### [Document passage]
____________

Live album by Hugh Cornwell
- Released: 1999 (internet download)
- Recorded: May 1, 1998
- Venue: Sankeys, Manchester
- Genre: Post-punk
- Label: HIS Records Track Records

Hugh Cornwell chronology
| Guilty (1997) | Mayday (1999) | Solo (1999) |

= Mayday (Hugh Cornwell album) =

Mayday is a live album by Hugh Cornwell. It was a live show recorded at Sankey's Soap in Manchester on 1 May 1998, hence the title.

With Cornwell are Mike Polson (guitar and backing vocals), Michelle Marti (bass guitar and backing vocals) and Justin Chapman (drums). The set list consists entirely of Cornwell's solo work taken from his first two albums recorded after leaving The Stranglers, Wired and Guilty, and from his 1979 collaboration with the Captain Beefheart drummer Robert Williams, Nosferatu.

____________

### [Provided material]
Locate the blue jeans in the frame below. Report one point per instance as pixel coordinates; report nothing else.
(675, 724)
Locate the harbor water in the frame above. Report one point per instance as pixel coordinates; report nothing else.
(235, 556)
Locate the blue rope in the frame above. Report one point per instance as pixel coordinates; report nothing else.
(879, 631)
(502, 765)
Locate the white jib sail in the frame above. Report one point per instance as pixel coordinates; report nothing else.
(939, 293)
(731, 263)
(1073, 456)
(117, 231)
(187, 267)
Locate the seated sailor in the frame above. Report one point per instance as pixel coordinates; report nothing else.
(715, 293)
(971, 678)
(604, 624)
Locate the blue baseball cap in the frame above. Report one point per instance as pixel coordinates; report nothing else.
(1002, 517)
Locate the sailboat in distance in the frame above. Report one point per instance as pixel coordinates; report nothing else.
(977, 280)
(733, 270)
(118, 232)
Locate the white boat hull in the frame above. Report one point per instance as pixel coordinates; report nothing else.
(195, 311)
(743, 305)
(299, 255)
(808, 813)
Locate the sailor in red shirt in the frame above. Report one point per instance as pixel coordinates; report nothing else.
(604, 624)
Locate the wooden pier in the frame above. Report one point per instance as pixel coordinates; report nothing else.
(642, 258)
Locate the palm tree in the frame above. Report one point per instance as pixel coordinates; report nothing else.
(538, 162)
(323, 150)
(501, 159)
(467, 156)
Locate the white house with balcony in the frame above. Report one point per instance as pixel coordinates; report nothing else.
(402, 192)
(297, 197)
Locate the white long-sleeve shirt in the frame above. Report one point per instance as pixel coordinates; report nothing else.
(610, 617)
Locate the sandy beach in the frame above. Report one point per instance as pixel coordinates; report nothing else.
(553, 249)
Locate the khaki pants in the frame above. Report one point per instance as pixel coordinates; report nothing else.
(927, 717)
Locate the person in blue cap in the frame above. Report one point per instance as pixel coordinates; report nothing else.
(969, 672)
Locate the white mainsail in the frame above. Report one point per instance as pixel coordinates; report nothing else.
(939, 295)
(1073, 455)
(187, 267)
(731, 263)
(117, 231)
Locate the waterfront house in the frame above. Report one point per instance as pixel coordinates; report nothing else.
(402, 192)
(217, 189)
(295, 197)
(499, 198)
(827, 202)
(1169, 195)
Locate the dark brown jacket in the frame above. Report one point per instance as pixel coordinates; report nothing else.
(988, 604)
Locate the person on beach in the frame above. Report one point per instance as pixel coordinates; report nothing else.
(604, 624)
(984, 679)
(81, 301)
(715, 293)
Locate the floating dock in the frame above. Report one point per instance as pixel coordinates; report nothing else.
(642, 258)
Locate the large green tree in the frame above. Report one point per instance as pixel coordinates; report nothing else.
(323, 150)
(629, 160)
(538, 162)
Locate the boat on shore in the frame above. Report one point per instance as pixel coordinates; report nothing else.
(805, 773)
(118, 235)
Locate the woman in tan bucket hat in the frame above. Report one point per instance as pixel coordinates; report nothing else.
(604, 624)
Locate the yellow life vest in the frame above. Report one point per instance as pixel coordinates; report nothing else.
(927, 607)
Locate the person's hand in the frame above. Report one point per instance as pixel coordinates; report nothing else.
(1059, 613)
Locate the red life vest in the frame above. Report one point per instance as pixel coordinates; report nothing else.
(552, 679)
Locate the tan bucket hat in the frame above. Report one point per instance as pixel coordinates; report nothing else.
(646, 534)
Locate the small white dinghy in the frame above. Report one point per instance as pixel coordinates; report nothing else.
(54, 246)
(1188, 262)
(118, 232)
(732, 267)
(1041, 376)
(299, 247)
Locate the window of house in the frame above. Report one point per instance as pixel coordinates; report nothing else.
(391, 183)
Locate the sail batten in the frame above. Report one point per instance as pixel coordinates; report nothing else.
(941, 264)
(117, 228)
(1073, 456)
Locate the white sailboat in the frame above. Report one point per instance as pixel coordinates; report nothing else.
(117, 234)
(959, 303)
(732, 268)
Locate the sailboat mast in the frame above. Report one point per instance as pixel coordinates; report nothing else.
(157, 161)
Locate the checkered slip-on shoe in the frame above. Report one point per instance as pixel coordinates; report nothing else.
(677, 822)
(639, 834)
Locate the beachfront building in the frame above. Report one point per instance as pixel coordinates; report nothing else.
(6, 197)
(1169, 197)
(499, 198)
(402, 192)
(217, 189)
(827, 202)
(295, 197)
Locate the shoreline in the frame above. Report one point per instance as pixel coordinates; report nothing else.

____________

### [Written request A]
Can you retype the Mayday album article, everything from "- Recorded: May" down to "hence the title."?
### [Written request B]
How would the article on Hugh Cornwell's Mayday live album go on after its last sentence? Write what comes next.
The rows have nothing to do with the article about the Mayday album.

### [Right answer A]
- Recorded: May 1, 1998
- Venue: Sankeys, Manchester
- Genre: Post-punk
- Label: HIS Records Track Records

Hugh Cornwell chronology
| Guilty (1997) | Mayday (1999) | Solo (1999) |

= Mayday (Hugh Cornwell album) =

Mayday is a live album by Hugh Cornwell. It was a live show recorded at Sankey's Soap in Manchester on 1 May 1998, hence the title.

### [Right answer B]
The album was initially an Internet download release from 1999 on Cornwell's own label, HIS Records (Catalogue number HIS CD002) and subsequently available on the Track Records label (catalogue number TRK1019CD, released October 7, 2002).

==Track listing==
All tracks composed by Hugh Cornwell; except where indicated
1. "Irate Caterpillar"
2. "White Room" (Jack Bruce, Pete Brown)
3. "Nerves of Steel"
4. "Black Hair Black Eyes Black Suit"
5. "Torture Garden"
6. "Snapper"
7. "Big Sleep"
8. "Wired"
9. "Mothra"
10. "House of Sorrow"
11. "Long Dead Train"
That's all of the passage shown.